Heart of a Dog, Mikhail Bulgakov
Bulgakov is a unique author. Heart of a Dog tells the story of Sharik, a stray dog taken in by a famous surgeon during the Soviet regime in Moscow. Little does Sharik know, he’s the chosen victim of an experiment to turn him into a man. A satire and wit only paralleled by The Master and Margarita, this is a crazy story full of cynicism, dark humor and a heart-breaking insight of humanity and animality. Heart of a Dog is a theatrical, wild ride with the only downside of being too short.
Wind, Sand and Stars, Antoine de Saint-Exupéry
This year I thought I would read more non-fiction. I ended up reading mostly travel books —Krakauer, Strayed, Bryson— and, by a fortunate twist of fate, revisiting a beloved author. It could seem like this book has nothing to do with The Little Prince, yet the same sense of wander and the conflicts between humans and a hostile world run through the pages of both books. Wind, Sand and Stars is a series of writings about de Saint-Exupéry’s experience as a pilot for the airmail carrier Aéropostale. He writes of the planes, the trips, of friendship and love, of death, heroism and of how it feels to be in a plane thousands of feet above the ground, all by yourself. A wonderful book.
The Accursed, Joyce Carol Oates
This was the creepiest thing I’ve read in a while and, also, my first Joyce Carol Oates novel and I can’t wait to read more of her books. It is a very complex story, but basically what you read is this historian’s account of what happened in Princeton at the beginning of the 20th century, when many women disappeared, were found dead, and other strange occurrences took place within the elite of the town. Woodrow Wilson, Upton Sinclair, Jack London and even Sherlock Holmes appear in this crazy book, as well as the devil himself and other creatures (vampires!). When his sister is “abducted” shortly after her wedding, it is up to Josiah Slade, whom we follow through the historian’s doubtful account, to solve the curse that ravages the town. This is a really entertaining, disturbing, scary, funny novel that touches on many social issues like racism and sexism. Also, it is an admirable work of fiction; I am amazed at Oates’ narrative talent and critical insight.

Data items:
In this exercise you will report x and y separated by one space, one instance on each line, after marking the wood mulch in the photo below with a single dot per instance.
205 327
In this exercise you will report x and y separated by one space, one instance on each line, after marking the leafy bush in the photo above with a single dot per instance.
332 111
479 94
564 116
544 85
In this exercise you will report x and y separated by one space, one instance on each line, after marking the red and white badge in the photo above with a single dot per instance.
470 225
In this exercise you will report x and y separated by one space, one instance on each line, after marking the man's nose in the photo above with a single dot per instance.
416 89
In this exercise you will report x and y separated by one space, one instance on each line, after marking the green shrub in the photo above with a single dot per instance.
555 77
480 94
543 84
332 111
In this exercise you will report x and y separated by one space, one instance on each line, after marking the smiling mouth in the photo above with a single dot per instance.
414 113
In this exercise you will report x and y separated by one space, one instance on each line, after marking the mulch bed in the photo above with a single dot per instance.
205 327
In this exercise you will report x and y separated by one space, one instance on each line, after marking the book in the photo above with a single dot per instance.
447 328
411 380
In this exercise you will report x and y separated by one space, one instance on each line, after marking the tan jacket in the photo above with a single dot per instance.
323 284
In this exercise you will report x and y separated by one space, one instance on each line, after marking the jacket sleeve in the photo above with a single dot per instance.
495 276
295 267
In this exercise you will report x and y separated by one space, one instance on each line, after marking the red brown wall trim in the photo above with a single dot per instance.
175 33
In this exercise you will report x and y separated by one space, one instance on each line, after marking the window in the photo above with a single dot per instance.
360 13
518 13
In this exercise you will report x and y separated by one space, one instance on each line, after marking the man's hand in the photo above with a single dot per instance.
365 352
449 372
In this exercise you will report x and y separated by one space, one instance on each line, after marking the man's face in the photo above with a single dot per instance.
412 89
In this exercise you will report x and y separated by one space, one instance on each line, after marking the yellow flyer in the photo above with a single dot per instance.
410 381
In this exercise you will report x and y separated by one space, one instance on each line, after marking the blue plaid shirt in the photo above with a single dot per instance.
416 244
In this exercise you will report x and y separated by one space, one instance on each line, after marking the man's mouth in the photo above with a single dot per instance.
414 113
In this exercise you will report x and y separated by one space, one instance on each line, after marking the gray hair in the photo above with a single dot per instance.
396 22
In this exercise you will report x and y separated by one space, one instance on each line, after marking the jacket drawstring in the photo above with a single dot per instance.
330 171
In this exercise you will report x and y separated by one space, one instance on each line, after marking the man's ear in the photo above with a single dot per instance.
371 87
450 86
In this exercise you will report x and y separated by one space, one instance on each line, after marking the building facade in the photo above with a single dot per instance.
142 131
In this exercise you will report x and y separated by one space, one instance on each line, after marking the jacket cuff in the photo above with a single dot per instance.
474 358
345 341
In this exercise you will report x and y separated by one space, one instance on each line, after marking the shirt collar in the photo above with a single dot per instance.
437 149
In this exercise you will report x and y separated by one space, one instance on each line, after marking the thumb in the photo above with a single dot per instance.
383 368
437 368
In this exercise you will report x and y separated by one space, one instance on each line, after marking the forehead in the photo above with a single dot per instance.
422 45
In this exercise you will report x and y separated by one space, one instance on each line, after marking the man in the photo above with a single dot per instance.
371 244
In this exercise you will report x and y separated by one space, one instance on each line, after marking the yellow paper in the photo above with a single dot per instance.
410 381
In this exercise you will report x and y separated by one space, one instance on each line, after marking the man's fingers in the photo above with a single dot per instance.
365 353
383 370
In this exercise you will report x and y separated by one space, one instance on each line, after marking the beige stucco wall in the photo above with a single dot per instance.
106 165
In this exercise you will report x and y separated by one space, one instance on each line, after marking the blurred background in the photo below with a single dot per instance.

--

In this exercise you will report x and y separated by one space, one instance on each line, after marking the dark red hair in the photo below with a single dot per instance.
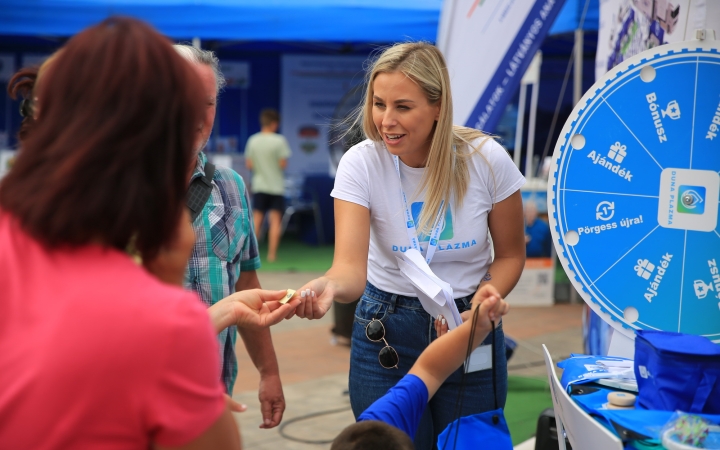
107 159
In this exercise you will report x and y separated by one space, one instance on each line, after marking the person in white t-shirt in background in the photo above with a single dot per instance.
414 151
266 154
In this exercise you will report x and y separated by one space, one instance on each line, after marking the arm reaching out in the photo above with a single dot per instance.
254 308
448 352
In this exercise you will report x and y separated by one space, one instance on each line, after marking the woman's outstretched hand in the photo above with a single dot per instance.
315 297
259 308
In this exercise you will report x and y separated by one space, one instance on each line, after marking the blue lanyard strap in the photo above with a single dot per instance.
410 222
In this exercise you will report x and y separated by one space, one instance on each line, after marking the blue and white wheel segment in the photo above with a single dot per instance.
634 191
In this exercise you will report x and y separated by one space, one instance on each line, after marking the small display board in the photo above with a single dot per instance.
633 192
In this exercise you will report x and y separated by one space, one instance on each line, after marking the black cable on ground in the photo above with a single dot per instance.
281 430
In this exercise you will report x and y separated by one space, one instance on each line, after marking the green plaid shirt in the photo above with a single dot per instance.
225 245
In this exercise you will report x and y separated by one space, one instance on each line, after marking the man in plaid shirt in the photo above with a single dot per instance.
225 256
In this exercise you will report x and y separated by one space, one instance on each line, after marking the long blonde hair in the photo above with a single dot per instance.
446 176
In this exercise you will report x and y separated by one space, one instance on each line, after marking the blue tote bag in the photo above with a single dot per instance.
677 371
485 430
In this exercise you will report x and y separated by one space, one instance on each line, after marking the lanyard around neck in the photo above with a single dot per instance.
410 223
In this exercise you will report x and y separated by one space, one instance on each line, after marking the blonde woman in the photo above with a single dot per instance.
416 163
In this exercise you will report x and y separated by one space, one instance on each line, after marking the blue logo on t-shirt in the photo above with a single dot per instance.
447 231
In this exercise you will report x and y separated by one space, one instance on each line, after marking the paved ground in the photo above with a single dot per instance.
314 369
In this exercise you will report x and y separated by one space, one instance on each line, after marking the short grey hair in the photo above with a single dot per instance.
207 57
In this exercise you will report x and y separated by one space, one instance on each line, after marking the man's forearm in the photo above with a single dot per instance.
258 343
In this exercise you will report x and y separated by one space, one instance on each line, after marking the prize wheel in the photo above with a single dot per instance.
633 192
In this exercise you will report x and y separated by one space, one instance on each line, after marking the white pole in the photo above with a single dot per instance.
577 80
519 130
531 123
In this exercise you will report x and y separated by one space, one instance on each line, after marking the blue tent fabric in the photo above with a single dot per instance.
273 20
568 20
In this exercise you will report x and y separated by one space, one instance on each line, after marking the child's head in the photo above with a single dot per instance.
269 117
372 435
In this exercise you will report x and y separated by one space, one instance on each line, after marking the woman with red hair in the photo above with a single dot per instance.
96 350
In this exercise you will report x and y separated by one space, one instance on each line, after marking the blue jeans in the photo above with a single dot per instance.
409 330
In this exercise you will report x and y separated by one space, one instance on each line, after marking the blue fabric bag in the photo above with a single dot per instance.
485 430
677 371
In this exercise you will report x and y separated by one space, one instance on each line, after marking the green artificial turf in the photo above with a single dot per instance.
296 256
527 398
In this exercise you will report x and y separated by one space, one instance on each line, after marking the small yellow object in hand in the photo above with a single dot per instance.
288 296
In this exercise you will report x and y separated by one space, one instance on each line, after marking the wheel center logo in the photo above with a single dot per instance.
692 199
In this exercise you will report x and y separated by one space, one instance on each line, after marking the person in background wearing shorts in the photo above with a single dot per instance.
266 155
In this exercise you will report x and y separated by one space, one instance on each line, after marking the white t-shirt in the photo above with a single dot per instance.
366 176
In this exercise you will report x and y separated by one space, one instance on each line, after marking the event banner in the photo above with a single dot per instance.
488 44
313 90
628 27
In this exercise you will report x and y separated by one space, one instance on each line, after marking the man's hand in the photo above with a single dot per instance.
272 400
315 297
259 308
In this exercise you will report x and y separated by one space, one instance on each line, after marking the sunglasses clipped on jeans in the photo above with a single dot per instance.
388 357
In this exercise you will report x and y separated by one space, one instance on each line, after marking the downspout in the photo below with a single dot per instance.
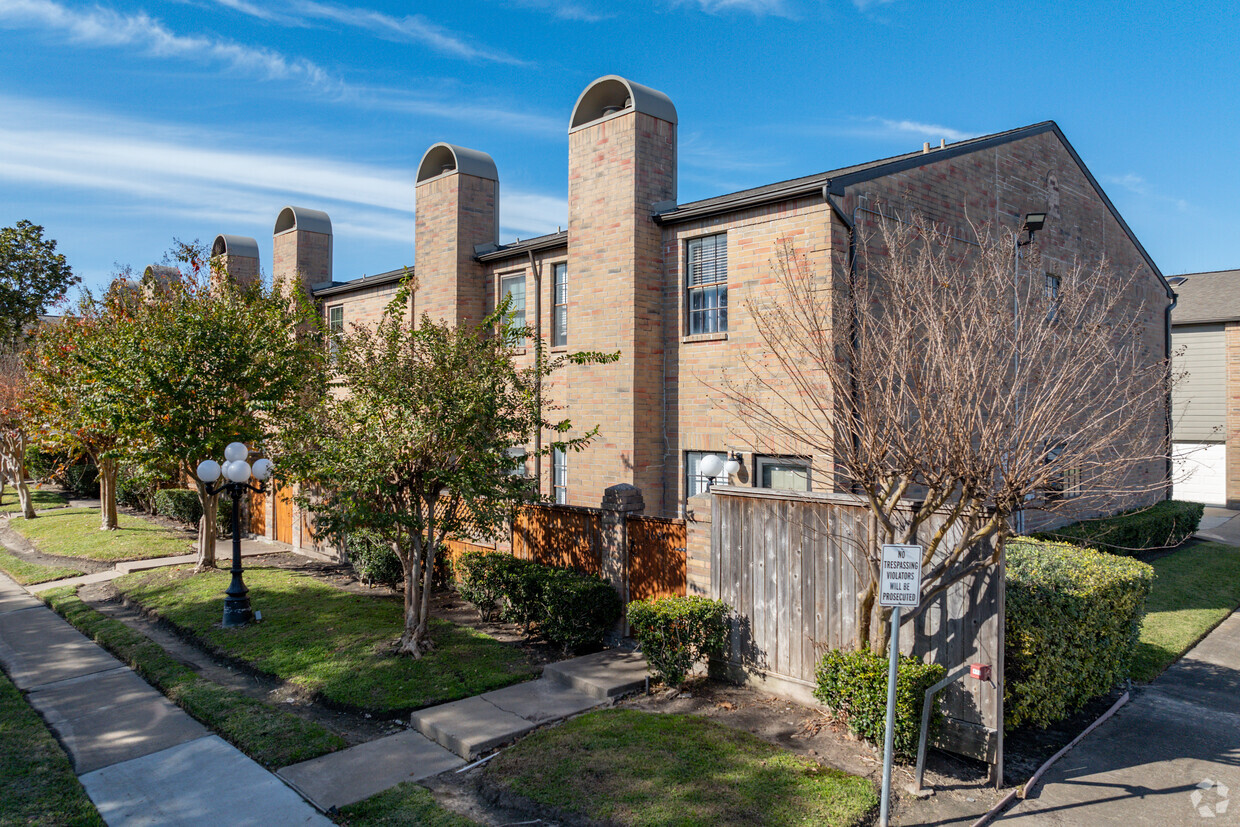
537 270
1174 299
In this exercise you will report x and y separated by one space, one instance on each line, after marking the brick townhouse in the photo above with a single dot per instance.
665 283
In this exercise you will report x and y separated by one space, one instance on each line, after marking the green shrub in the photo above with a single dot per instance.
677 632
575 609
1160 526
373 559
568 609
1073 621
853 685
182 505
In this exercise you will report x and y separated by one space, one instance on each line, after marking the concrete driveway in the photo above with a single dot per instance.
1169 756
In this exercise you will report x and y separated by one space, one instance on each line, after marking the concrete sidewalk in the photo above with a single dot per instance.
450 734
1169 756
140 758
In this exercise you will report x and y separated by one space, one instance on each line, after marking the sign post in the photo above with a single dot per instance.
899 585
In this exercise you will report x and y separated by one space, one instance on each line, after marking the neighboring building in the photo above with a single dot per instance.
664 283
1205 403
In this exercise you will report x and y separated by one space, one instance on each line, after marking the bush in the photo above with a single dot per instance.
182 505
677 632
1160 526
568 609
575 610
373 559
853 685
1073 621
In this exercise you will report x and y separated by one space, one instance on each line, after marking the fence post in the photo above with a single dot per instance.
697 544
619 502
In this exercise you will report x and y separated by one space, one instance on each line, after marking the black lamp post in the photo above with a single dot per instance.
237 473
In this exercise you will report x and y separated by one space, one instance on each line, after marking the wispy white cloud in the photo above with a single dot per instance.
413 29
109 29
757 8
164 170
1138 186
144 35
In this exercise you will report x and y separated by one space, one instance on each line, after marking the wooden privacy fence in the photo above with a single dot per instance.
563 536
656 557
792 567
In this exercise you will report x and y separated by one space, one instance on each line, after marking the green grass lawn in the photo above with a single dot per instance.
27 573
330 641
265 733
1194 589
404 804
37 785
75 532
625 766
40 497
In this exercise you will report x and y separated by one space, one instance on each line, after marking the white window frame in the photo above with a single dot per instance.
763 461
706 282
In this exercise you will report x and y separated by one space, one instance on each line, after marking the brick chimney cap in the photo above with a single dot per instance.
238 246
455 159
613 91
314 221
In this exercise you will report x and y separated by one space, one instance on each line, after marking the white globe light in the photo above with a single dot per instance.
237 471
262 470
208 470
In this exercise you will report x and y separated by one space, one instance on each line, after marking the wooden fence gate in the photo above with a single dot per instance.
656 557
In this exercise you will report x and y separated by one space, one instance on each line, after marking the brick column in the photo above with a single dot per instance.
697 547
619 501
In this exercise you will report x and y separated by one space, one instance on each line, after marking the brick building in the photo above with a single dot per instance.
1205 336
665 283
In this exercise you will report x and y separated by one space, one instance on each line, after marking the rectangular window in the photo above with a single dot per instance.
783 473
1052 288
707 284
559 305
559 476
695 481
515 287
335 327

--

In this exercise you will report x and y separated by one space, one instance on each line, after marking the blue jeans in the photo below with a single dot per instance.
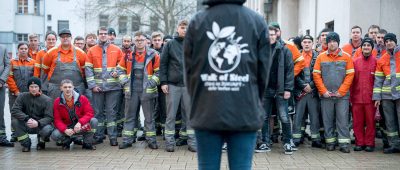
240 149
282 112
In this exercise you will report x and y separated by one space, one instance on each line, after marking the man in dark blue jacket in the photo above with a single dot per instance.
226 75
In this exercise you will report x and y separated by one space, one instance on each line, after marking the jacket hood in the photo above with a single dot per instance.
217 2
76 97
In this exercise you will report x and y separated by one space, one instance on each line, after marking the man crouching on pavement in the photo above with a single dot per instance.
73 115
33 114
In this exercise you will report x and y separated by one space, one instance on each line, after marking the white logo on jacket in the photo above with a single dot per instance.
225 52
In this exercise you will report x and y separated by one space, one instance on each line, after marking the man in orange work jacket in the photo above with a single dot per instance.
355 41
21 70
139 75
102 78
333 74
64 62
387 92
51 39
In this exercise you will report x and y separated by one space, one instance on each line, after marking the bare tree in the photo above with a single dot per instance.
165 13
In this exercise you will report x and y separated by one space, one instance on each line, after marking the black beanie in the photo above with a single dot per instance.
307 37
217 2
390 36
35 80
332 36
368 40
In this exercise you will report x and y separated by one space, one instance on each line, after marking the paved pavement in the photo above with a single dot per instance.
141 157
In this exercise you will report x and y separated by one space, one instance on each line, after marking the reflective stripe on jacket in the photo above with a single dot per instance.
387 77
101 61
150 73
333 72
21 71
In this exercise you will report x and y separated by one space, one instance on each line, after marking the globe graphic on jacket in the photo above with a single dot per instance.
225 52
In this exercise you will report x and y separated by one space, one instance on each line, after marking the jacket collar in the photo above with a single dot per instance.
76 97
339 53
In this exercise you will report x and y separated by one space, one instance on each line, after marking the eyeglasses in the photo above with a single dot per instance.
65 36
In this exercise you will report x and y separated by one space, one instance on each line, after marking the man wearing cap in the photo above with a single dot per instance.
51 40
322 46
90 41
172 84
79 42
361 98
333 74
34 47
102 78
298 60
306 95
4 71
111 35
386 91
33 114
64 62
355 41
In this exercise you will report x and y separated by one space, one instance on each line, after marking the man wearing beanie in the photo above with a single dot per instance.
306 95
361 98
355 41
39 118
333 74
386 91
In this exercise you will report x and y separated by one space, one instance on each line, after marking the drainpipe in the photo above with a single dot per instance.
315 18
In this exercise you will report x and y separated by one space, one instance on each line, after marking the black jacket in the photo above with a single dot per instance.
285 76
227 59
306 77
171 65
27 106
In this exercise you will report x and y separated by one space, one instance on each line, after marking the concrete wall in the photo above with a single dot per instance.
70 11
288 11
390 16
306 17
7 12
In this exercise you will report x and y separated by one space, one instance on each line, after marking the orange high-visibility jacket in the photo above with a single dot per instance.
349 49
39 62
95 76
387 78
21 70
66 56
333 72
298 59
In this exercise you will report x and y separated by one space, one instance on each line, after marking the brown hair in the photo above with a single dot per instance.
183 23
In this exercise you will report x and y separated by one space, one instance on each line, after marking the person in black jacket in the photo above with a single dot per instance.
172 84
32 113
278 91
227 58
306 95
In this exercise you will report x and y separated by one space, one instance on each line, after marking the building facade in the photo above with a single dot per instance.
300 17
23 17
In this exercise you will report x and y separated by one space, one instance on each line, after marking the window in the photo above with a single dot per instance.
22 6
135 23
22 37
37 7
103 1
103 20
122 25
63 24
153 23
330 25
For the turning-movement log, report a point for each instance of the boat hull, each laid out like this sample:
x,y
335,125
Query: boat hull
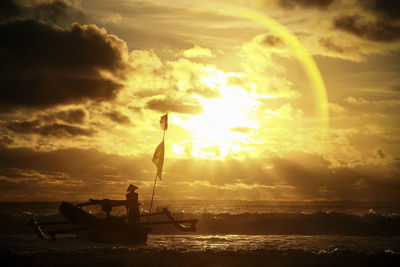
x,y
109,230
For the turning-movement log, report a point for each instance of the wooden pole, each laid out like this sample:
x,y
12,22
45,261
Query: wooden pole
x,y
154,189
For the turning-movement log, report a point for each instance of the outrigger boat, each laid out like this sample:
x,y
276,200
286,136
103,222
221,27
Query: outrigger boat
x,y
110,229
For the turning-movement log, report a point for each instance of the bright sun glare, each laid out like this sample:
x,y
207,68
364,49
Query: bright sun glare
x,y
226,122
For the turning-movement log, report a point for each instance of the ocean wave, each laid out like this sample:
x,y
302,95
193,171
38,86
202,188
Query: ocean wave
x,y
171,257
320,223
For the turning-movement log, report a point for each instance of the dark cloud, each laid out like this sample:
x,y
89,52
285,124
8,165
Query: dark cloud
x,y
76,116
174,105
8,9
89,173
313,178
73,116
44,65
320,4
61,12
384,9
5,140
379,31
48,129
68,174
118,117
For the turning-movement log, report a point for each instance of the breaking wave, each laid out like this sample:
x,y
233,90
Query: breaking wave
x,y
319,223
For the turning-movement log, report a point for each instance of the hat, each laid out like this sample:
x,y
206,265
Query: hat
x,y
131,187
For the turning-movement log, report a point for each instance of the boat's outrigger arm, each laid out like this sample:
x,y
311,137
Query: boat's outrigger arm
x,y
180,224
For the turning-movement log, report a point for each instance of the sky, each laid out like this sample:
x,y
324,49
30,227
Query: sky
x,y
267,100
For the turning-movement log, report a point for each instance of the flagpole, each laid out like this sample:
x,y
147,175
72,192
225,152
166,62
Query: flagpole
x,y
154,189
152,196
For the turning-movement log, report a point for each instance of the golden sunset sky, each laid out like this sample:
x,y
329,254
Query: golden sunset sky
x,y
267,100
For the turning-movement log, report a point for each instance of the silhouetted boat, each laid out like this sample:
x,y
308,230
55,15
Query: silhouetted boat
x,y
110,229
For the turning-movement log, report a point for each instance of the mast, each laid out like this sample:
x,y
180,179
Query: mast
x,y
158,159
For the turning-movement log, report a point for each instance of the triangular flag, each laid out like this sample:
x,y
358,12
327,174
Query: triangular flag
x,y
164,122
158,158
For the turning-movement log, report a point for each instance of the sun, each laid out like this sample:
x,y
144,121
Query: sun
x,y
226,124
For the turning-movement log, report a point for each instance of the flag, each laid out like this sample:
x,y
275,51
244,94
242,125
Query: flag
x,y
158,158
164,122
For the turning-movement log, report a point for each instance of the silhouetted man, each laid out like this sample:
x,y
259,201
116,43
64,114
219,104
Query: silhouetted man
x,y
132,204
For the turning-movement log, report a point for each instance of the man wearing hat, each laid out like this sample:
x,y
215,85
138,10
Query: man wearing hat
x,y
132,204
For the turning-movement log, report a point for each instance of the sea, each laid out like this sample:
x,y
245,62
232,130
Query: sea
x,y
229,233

QUESTIONS TO ANSWER:
1 – According to the book reviews, which airmail carrier did de Saint-Exupéry fly for as a pilot?
2 – Please carry on the book reviews, starting right after their final sentence.

YOUR WRITTEN ANSWERS:
1 – Aéropostale.

2 –
The Guernsey Literary and Potato Peel Pie Society, Mary Ann Schaffer and Annie Burrows
Written as a series of letters and diary entries, the book follows the journey of the writer Juliet Ashton to Guernsey, one of the Channel Islands, to write a book about the occupation. The book is, to put it simply, an ode to literature and the many ways in which it is intertwined with life, an ode to literature as a means of survival, as a means of resilience and, most importantly, as a means of resistance.
Desert Solitaire, Edward Abbey
This book is life changing. Edward Abbey got a job as a park ranger at Arches National Park in Utah and this book is formed by a series of essays on different topics that he wrote there, living on a van during the winter. Abbey’s reflexions on wilderness and our relation with it are as actual as his his critique of capitalism. This book is at times bitter as desperate, exasperating and sad, hopeful and exiting. Abbey is such a gifted writer, mixing narrative with his essays, conveying closeness, warning, teasing, teaching. This book is so important for the challenges we face today in regards to global warming and consumerism, and it is also a wonderful piece of prose.
I am currently reading The Essex Serpent by Sarah Perry and finding it delightful. It’s been, overall, a very good year for reading. What were your highlight? How should I start 2019?